Direction 1 | Reproduce word for word the passage of the MARE project description that runs from "Optional modern retrieval" up to and including "deeper vector workflows.".

··· Text extract ···

Grounded document evidence engine for agents and developers that returns citations, snippets, highlights, source coverage, support strength, conflict hints, evidence gaps, and next questions.
Project description
MARE
MARE is an open-source grounded document evidence engine for agents and developers.
Point MARE at a document or folder, ask a question, and get inspectable proof:
documents -> exact evidence -> source coverage -> support strength -> gaps -> next questions
MARE is not another generic chat-with-PDF app. It is the document evidence layer underneath products, RAG systems, MCP tools, OpenClaw/Hermes-style agents, and local document workflows.
Optional modern retrieval stacks include FastEmbed semantic retrieval and reranking for lighter ONNX-based embeddings, experimental ColPali/ColQwen visual page retrieval for layout-heavy PDFs, plus sentence-transformers, FAISS, and Qdrant for deeper vector workflows.

···

Direction 2 | Quote every line of the entries below verbatim, omitting the pictures.

··· Stored rows ···

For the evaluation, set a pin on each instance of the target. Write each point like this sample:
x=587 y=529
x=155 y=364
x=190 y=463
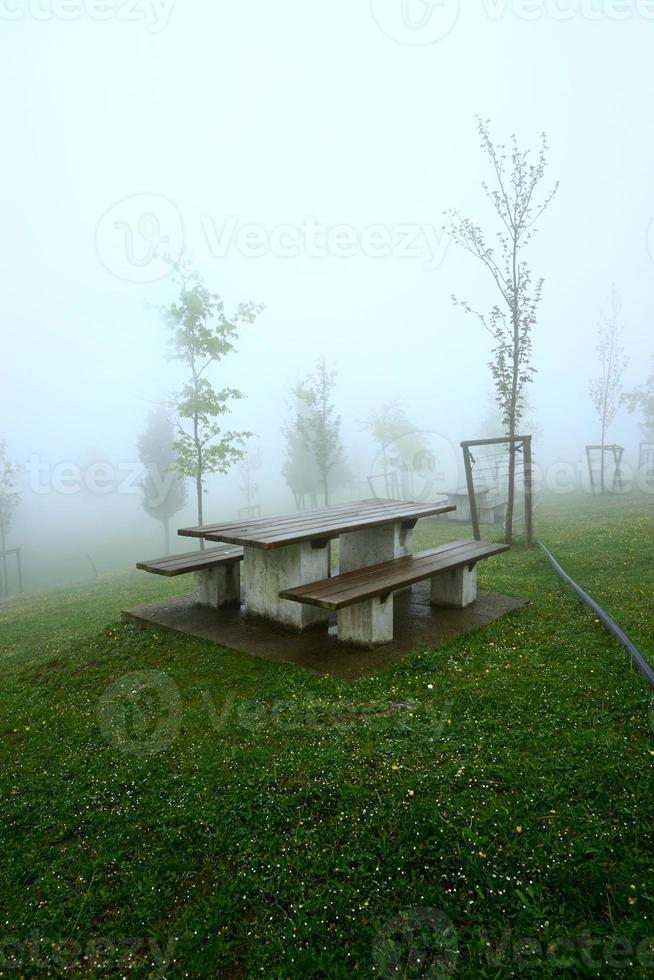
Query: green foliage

···

Response 1 |
Optional modern retrieval stacks include FastEmbed semantic retrieval and reranking for lighter ONNX-based embeddings, experimental ColPali/ColQwen visual page retrieval for layout-heavy PDFs, plus sentence-transformers, FAISS, and Qdrant for deeper vector workflows.

Response 2 |
For the evaluation, set a pin on each instance of the target. Write each point like this sample:
x=587 y=529
x=155 y=364
x=190 y=463
Query: green foliage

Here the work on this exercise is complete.